__Extrait de page__.
┌────────

La situation était au fond si semblable sur le front de la circulation virale que ce qui a distingué les pays entre eux tenait pour l’essentiel à l’état de leur système de santé, plus ou moins riche, solide, et respecté. Et il n’est pas abusif de dire que depuis un an, les politiques publiques ont été largement dictées par la crainte de la saturation des hôpitaux, entendue d’abord comme une saturation démographique des lits disponibles, ensuite comme une lassitude « morale » croissante des personnels de soins, brassés dans la tourmente.

Mais les autres, tous les autres, tous les humains qui ont des activités prohibées ou limitées par les couvre-feu, les confinements, les restrictions de toute nature, qui se retrouvent d’une certaine manière en surnombre dans l’économie nationale comme dans les temps de malheur, qu’ont-ils à dire ? Ils peuvent protester, faire quelques émeutes, mais ils ne peuvent rien faire, car ils doivent respecter les enjeux collectifs de la « démocratie » virale.

└────────

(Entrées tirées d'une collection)
┌────────

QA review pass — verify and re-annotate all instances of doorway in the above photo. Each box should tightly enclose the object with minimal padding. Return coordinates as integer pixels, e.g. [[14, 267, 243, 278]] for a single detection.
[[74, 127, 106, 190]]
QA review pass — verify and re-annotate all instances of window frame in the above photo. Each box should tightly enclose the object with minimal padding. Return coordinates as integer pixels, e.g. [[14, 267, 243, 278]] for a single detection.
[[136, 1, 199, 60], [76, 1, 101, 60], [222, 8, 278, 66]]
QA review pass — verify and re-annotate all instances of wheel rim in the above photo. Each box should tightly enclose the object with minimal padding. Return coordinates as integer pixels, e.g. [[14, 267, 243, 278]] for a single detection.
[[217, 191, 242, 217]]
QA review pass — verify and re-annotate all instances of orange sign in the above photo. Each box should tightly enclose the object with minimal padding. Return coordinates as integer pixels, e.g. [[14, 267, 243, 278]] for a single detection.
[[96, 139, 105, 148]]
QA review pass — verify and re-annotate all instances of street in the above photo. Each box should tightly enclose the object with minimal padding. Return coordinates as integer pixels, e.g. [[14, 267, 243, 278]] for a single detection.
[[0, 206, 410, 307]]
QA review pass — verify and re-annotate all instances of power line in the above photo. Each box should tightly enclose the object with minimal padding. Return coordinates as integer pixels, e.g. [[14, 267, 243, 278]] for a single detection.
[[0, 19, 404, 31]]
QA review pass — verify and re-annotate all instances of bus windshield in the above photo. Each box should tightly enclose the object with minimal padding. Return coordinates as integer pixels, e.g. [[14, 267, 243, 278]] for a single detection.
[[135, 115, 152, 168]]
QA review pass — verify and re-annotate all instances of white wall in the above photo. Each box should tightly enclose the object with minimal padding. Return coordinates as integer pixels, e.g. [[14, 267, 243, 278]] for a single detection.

└────────

__Questions__.
[1] Recopiez à l'identique le passage de l'extrait sur la crise sanitaire qui va de « La situation était » jusqu'à « dans la tourmente. » inclus.
[2] Rédigez la suite de l'extrait sur la crise sanitaire, en reprenant après sa dernière phrase.

__Réponses par numéro__.
[1]
La situation était au fond si semblable sur le front de la circulation virale que ce qui a distingué les pays entre eux tenait pour l’essentiel à l’état de leur système de santé, plus ou moins riche, solide, et respecté. Et il n’est pas abusif de dire que depuis un an, les politiques publiques ont été largement dictées par la crainte de la saturation des hôpitaux, entendue d’abord comme une saturation démographique des lits disponibles, ensuite comme une lassitude « morale » croissante des personnels de soins, brassés dans la tourmente.

[2]
La maladie a perdu, je le répète, son caractère inactuel, accidentel, aléatoire, elle est devenue actuelle, nécessaire, presque indissociable de son temps. Chacun se lève et s’endort dans une atmosphère de Covid. Chacun se lève et s’endort comme s’il vivait dans un régime d’occupation virale. Et comme dans tout régime d’occupation ( n’est-ce pas l’attitude même du pouvoir, qui parlant de guerre, imposant des attestations et des sauf-conduits, planifiant des couvre-feu et vantant l’héroïsme de Mauricette en a forgé le sentiment ?) les gens commencent à s’invectiver sur tout et sur rien, on s’accuse d’irresponsabilité, d’incivisme, de légèreté, de jeunesse, d’autres au contraire veulent assigner les gens âgés à résidence, ils admonestent leur égoïsme, moquent leurs peurs, les accusent symétriquement de vieillesse. Petits cons de la dernière averse, vieux cons des jeunes d’antan…

Rien n‘est plus bête que la maladie, mais rien ne peut se comparer à la bêtise partagée d’une maladie totalitairement contemporaine et c’est la raison pour laquelle la société ne tiendra pas longtemps le coup, sans se déchirer violemment, irrationnellement. Le Covid ayant été chargé par beaucoup des attributs de la peste (certes d’une peste moderne, plus convenable et civilisée que celle du Moyen Age, mais tout de même…) on ne s’étonnera pas de voir revenir le temps des boucs émissaires. Quand on parle de peste, les puits empoisonnés ne sont jamais loin.

Dès le début de cette crise qui a fait de chacun d’entre nous un malade potentiellement atteint d’une pneumonie hypoxémiante grave, la protection contre l’expansion virale, par la privation de libertés, s’est largement imposée sur une approche médicale plus classique, réputée incapable d’affronter l’extraordinaire. Mais pourquoi ?

Pourquoi ne pas avoir depuis des années que les offensives des virus respiratoires se répètent en Asie, construit des unités de réanimation respiratoire et de soins « épidémiques » et formé le personnel médical et paramédical adapté à ces taches ? Pourquoi ?  Parce que ces unités hospitalières ne fonctionneraient pas à bâtons rompus dans les temps plus cléments ?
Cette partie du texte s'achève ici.